Requirements | Update the part of the listing that opens with the line containing "Target: dry grass clump" and closes with the line containing "x=183, y=33", changing "one point per instance" to "a single point for each instance" and leaving everything else as it is. Give back only those lines.

=== Information shown ===

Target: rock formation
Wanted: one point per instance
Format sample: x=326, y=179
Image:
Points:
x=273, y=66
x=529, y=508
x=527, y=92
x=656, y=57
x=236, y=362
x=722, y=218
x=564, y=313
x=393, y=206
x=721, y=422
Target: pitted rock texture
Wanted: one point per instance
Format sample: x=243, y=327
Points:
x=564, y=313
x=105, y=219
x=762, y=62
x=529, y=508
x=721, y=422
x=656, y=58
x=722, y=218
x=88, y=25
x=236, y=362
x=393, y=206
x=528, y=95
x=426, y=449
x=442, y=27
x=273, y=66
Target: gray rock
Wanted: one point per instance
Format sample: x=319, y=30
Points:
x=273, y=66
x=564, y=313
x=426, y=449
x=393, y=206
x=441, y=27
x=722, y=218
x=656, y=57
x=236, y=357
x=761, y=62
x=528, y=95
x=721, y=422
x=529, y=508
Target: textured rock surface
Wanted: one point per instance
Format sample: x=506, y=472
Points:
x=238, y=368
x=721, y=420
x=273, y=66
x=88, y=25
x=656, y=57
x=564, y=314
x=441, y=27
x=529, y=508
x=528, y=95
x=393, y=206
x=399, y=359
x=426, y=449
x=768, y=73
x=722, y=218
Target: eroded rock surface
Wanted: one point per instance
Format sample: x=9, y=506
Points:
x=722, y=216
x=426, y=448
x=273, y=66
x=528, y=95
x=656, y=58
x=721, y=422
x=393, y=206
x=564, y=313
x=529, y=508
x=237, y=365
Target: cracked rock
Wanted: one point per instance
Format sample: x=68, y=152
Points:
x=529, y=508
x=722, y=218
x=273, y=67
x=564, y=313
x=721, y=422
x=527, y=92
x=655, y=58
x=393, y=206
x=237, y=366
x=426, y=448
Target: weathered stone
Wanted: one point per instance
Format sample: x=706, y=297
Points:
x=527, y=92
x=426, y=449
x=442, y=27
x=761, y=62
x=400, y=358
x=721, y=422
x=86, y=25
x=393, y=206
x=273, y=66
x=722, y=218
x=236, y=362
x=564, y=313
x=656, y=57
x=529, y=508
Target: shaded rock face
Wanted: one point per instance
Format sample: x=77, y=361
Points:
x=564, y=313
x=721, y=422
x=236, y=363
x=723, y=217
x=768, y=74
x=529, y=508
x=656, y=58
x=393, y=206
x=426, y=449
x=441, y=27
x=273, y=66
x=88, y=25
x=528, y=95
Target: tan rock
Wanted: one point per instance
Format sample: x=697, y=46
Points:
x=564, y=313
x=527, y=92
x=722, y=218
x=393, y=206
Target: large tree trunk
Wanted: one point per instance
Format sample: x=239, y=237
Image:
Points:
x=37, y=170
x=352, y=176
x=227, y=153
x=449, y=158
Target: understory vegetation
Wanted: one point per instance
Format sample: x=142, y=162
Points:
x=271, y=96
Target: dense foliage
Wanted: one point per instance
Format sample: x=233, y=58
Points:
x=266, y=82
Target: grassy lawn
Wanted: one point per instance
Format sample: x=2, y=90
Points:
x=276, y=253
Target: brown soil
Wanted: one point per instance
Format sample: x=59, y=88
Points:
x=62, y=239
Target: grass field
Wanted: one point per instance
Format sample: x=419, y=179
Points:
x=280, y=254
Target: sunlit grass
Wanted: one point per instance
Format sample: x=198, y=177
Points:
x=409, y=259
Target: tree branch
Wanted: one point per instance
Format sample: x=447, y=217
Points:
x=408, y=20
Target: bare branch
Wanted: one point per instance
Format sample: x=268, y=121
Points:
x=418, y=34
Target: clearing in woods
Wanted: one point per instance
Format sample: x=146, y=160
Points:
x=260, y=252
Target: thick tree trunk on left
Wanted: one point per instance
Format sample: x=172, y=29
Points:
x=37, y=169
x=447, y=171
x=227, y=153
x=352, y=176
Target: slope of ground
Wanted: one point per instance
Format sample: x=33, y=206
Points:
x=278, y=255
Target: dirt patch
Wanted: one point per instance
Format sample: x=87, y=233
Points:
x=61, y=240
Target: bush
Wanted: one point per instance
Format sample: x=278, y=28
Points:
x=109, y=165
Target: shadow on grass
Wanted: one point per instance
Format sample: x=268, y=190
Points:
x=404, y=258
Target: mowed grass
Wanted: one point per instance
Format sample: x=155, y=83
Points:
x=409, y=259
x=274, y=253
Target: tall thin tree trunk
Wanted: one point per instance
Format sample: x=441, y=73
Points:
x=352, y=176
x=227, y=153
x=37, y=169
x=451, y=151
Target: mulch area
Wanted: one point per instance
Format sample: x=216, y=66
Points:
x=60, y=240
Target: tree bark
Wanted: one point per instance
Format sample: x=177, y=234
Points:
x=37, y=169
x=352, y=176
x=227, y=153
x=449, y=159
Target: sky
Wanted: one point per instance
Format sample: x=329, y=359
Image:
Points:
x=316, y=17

===
=== Information shown ===

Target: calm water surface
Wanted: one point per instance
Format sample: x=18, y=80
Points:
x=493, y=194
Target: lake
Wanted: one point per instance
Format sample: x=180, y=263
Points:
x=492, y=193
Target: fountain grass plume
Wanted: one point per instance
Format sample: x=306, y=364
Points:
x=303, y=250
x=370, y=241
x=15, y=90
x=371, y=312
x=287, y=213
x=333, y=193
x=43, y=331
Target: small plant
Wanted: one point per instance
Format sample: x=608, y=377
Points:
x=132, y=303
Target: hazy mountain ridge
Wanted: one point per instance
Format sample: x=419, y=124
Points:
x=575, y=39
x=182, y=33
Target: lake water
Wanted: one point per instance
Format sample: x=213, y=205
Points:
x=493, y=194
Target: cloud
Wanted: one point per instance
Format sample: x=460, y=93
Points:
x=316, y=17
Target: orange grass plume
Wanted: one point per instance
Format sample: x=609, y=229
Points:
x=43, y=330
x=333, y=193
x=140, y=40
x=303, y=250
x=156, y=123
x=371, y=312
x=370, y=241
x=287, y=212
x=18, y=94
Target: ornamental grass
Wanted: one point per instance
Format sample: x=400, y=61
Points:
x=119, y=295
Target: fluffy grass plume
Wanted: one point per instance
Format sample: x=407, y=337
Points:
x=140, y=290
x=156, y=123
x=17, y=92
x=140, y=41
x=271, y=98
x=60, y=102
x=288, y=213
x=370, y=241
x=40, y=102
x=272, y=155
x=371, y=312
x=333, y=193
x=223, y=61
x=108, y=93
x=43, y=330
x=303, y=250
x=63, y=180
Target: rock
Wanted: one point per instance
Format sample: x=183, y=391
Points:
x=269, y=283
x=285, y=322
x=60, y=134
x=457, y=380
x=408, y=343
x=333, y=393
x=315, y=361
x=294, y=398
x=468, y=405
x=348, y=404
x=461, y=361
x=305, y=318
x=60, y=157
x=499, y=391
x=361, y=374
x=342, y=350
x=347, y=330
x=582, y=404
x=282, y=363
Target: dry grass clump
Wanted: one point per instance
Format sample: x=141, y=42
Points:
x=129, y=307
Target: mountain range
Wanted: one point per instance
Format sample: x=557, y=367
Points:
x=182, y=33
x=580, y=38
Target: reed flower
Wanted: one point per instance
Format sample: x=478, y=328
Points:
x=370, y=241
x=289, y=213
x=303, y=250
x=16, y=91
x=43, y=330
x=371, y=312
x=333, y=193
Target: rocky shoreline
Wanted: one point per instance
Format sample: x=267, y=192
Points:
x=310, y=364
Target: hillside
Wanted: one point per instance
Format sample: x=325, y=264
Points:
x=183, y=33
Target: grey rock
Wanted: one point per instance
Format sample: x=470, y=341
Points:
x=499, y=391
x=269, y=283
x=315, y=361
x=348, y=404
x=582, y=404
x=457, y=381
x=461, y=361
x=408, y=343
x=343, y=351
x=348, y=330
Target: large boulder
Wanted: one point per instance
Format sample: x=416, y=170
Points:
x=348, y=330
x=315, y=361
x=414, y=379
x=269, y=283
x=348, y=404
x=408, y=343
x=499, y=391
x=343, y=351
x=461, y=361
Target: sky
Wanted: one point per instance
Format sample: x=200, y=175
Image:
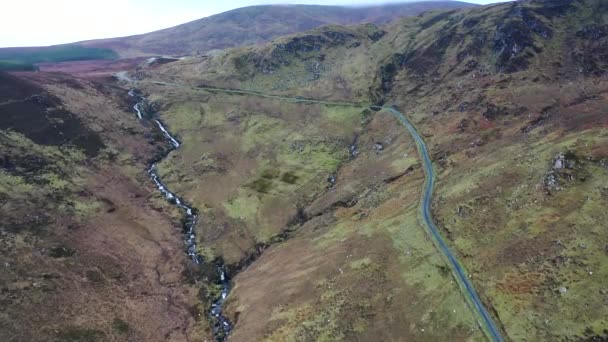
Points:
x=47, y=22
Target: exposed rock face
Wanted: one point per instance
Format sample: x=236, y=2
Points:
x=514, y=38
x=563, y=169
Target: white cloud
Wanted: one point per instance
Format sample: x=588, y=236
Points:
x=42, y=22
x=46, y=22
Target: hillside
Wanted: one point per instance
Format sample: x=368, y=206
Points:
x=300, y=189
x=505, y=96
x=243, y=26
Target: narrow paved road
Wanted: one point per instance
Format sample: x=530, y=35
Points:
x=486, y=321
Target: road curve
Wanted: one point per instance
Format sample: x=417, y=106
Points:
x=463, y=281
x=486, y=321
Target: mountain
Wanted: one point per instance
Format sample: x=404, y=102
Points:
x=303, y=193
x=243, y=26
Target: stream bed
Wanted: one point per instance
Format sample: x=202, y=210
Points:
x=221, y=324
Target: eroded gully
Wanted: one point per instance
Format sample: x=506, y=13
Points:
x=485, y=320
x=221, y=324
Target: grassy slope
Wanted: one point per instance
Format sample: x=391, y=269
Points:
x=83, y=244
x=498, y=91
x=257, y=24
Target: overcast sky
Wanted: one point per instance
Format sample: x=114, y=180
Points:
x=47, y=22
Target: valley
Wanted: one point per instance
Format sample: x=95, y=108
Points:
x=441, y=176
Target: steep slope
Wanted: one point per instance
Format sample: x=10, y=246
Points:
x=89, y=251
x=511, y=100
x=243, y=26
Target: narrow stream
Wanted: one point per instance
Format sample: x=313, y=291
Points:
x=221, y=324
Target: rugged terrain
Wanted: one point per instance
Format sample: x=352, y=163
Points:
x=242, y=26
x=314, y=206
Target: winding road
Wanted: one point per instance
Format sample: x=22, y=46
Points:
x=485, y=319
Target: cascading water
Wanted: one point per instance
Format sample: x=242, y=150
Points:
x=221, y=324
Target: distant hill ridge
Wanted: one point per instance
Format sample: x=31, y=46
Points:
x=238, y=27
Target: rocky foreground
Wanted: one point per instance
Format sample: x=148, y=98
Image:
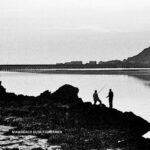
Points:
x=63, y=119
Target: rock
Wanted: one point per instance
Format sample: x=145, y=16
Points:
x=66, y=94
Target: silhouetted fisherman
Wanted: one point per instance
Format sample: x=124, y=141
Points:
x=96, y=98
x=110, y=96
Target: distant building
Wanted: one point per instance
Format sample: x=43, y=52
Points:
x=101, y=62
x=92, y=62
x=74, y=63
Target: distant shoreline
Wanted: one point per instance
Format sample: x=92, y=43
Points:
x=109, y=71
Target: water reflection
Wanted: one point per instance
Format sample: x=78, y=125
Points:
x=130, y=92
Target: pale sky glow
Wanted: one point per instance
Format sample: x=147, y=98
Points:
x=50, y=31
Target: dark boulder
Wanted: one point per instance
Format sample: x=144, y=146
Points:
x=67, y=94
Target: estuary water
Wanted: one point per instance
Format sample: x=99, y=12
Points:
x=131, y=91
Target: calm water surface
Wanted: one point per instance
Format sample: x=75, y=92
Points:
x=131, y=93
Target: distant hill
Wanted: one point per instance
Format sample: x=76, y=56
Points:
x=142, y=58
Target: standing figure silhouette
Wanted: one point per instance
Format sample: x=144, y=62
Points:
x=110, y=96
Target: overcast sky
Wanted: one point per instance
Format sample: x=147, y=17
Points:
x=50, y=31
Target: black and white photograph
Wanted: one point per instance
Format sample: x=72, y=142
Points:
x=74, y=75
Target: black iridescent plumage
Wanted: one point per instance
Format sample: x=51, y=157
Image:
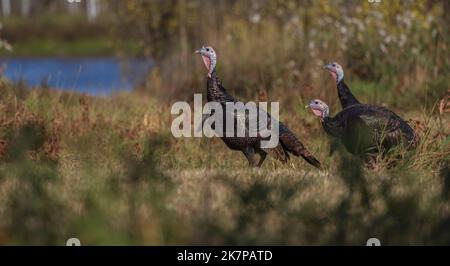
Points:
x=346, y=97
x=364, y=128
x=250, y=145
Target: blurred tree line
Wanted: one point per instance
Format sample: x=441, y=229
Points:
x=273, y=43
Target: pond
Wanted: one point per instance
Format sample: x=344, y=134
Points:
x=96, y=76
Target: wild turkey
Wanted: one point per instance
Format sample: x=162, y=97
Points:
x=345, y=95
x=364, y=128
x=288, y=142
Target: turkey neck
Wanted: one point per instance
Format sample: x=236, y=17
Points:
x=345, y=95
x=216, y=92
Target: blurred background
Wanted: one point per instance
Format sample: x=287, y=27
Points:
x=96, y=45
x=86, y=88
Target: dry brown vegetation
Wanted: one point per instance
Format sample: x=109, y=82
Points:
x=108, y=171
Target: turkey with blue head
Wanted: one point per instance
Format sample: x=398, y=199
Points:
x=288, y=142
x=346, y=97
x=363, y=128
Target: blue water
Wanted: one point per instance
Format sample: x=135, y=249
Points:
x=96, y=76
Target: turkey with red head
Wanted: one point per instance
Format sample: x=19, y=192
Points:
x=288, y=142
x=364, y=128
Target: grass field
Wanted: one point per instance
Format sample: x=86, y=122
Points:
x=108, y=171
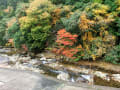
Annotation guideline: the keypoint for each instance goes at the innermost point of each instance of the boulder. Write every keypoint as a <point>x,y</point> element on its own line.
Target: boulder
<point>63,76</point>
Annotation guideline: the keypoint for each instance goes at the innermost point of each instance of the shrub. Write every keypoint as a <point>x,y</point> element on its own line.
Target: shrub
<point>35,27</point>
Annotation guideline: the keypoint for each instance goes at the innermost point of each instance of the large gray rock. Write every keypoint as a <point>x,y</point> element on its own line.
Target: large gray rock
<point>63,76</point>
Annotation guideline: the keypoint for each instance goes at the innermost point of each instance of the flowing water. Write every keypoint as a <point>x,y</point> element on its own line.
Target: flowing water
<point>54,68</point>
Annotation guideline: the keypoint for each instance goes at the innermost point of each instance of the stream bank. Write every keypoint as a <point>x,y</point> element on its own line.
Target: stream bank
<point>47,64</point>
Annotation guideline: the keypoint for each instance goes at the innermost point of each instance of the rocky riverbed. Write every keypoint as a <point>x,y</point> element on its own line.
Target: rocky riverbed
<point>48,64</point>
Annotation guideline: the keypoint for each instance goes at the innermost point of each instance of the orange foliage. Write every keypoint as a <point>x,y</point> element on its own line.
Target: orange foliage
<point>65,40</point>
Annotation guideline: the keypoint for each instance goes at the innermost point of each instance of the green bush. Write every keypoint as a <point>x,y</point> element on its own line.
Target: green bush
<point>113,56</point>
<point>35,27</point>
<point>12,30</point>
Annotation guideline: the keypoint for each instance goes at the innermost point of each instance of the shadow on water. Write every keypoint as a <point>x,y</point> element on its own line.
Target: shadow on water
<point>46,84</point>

===
=== Information shown ===

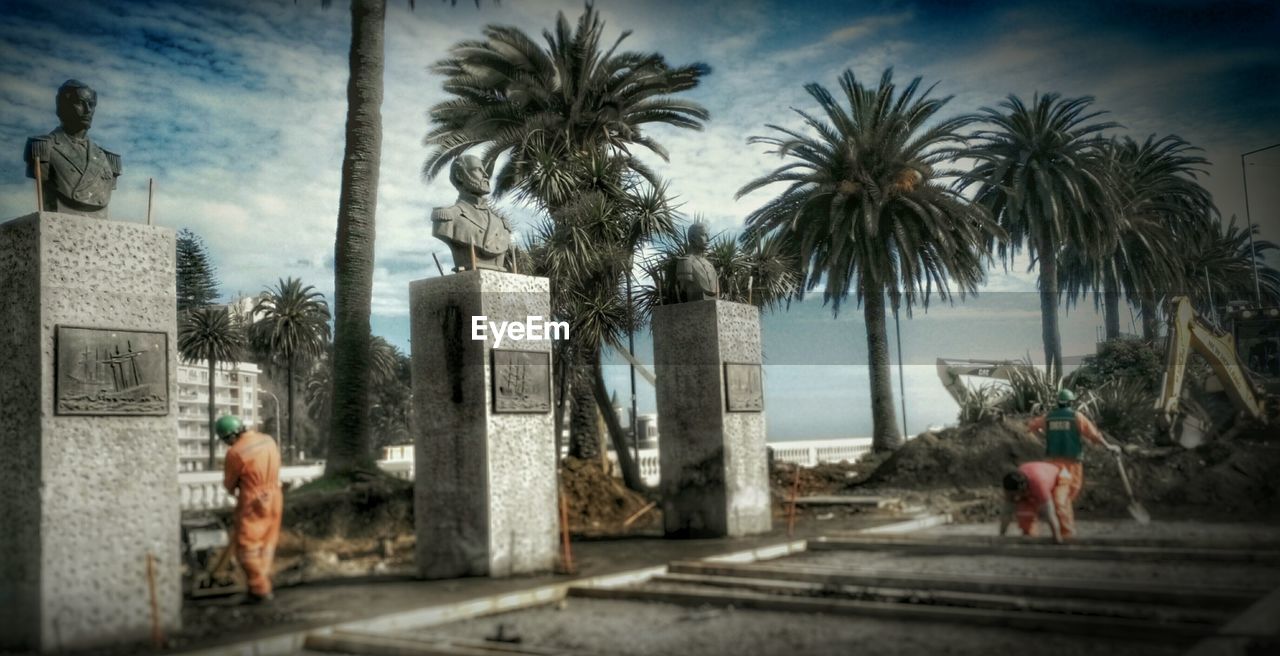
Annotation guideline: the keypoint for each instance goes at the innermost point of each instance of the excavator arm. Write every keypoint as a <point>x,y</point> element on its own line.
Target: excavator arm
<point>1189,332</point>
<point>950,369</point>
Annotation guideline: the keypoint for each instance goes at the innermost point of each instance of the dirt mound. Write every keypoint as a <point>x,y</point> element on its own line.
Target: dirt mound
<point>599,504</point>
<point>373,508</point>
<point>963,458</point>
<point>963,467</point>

===

Correct result |
Target: dry grass clump
Wanted: a single point for each instance
Format sample: x=141, y=42
Points:
x=129, y=307
Target: mountain range
Wanted: a single point for each instance
Format sample: x=557, y=367
Points:
x=182, y=33
x=580, y=38
Target: reed flower
Wanted: a single point for each instance
Format sample: x=478, y=328
Points:
x=370, y=241
x=289, y=213
x=303, y=250
x=16, y=91
x=43, y=330
x=371, y=312
x=333, y=193
Target: rocky shoreline
Wanted: a single point for each instance
Format sample: x=267, y=192
Points:
x=310, y=364
Target: hillside
Wanted: a single point for each instance
Format sample: x=325, y=264
Points:
x=183, y=33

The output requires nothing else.